**Exercise prompt**
Copy word for word, and only, the lines below from the one with "I'd appreciate your help finding the snow" through the last.

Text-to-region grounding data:
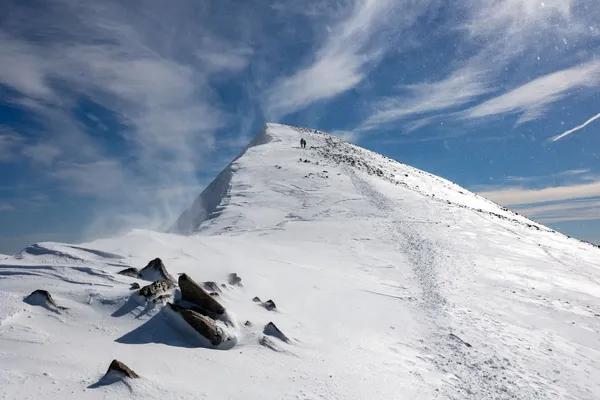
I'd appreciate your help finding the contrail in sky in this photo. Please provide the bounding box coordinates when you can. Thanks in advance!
[553,112,600,142]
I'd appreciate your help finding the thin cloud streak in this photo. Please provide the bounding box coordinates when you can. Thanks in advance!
[0,203,15,212]
[358,67,489,132]
[513,197,600,224]
[464,60,600,123]
[553,112,600,142]
[479,181,600,206]
[351,0,598,135]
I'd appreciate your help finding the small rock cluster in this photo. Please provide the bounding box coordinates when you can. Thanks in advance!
[23,255,294,386]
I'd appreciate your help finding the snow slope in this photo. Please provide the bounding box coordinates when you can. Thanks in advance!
[1,123,600,399]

**Your solution**
I'd appreciate your help finding the snow slope in this photo. Please provide the bounding box coordinates when you can. Thanks in advance!
[1,123,600,399]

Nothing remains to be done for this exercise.